--- The problem ---
Collect every line in the records below that contains the word "wheel", copying each line whole. Letter case counts.

________

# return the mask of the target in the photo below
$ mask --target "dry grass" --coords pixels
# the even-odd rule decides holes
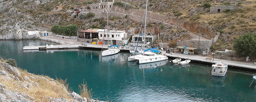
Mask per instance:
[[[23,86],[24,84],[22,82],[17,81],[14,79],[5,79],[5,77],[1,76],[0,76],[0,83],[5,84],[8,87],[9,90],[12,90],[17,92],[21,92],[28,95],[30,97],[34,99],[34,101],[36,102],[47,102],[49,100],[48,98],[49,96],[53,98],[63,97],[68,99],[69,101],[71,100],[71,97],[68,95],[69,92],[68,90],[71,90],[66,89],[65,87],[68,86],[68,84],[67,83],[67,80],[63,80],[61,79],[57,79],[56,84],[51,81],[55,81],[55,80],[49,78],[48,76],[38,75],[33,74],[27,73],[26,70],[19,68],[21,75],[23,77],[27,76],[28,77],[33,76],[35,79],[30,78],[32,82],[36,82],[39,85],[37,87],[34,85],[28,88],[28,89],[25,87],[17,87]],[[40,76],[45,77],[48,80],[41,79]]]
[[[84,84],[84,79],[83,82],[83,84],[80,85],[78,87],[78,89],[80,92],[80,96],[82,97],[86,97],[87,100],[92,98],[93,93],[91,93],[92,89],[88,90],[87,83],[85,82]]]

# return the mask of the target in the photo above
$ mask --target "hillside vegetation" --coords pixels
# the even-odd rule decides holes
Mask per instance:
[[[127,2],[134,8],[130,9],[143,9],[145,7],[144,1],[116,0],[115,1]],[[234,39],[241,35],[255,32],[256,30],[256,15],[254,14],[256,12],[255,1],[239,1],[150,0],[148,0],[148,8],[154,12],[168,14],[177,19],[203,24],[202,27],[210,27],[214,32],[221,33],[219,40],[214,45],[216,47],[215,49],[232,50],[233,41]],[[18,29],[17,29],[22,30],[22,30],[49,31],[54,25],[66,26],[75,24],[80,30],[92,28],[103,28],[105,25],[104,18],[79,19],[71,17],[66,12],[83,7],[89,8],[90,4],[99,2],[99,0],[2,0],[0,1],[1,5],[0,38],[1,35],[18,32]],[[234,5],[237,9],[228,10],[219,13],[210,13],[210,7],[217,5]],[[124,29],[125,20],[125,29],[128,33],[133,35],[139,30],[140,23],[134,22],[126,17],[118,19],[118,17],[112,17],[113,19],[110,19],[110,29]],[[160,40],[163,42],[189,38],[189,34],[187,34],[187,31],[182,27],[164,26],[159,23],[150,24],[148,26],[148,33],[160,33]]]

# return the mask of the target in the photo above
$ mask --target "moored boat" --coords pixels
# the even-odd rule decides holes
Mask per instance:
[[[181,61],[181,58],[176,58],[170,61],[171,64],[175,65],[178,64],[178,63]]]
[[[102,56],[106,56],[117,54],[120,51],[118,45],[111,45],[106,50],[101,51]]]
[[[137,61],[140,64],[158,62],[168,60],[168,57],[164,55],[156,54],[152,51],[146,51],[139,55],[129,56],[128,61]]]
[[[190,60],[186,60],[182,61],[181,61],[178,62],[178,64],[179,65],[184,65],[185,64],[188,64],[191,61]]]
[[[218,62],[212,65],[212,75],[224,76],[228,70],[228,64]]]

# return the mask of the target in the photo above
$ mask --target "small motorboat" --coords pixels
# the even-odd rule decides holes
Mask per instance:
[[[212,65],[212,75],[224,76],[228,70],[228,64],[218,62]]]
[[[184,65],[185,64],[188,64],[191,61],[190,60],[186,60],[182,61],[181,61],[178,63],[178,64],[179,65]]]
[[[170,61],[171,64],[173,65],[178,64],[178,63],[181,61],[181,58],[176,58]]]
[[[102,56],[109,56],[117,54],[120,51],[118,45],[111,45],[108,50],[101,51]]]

________

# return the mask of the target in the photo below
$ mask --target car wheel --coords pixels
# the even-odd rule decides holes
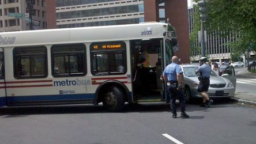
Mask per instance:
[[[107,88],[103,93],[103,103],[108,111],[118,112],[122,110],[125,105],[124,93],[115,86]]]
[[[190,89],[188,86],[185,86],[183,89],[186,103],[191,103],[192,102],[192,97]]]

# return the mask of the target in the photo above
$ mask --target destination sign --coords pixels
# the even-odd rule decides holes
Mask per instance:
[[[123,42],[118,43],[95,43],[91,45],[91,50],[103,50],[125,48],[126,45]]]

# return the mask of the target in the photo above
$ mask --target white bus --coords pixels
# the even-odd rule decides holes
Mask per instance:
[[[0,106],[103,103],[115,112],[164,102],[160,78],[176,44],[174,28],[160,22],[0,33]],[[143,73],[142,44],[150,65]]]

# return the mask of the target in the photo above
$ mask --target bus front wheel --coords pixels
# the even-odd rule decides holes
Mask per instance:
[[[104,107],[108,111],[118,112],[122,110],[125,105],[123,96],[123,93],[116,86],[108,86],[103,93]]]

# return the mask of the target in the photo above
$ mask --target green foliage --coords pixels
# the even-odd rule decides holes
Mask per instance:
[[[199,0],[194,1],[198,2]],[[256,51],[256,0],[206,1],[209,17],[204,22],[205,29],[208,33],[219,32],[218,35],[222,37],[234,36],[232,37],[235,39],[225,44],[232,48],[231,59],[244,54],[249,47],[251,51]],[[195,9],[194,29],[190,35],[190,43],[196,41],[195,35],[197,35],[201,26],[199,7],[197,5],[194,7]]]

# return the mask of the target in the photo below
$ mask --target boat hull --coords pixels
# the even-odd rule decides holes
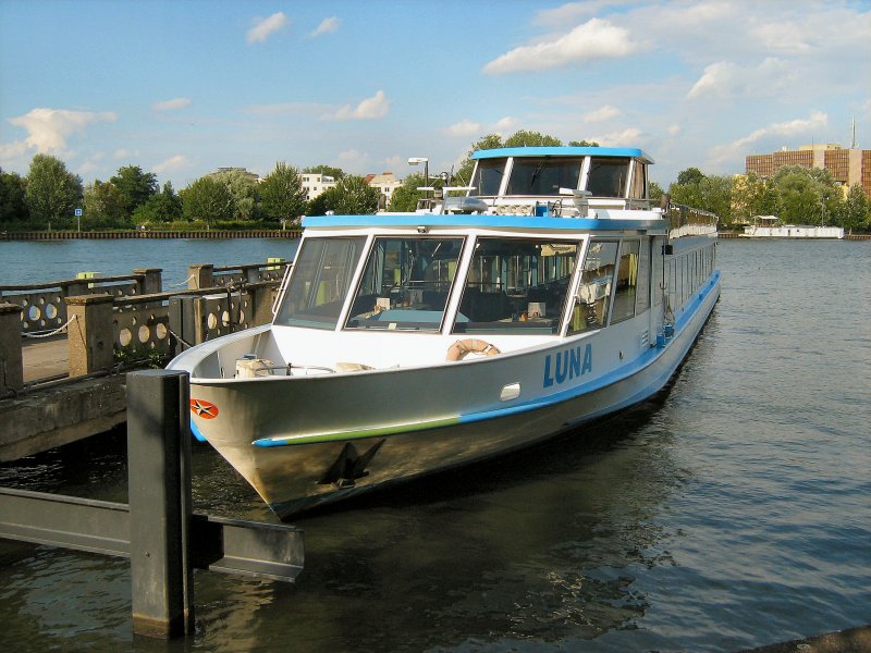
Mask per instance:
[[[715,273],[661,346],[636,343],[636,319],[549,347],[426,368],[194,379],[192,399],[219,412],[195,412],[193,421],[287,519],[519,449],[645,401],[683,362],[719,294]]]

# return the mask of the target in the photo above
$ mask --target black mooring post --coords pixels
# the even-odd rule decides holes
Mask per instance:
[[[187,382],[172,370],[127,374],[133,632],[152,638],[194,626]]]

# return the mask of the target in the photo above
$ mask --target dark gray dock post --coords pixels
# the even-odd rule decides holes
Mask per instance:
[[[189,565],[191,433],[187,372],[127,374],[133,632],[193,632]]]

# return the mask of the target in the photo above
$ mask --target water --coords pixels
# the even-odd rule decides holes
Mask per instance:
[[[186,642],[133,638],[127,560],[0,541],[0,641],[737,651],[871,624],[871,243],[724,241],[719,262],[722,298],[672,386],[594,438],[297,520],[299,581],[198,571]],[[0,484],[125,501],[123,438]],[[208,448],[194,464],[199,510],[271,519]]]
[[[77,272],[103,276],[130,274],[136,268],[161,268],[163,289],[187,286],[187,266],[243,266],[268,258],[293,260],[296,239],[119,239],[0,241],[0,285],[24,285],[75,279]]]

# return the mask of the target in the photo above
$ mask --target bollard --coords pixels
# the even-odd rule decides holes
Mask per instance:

________

--- Result of this task ---
$ mask --target car wheel --coords pixels
$ mask --target bus front wheel --coords pixels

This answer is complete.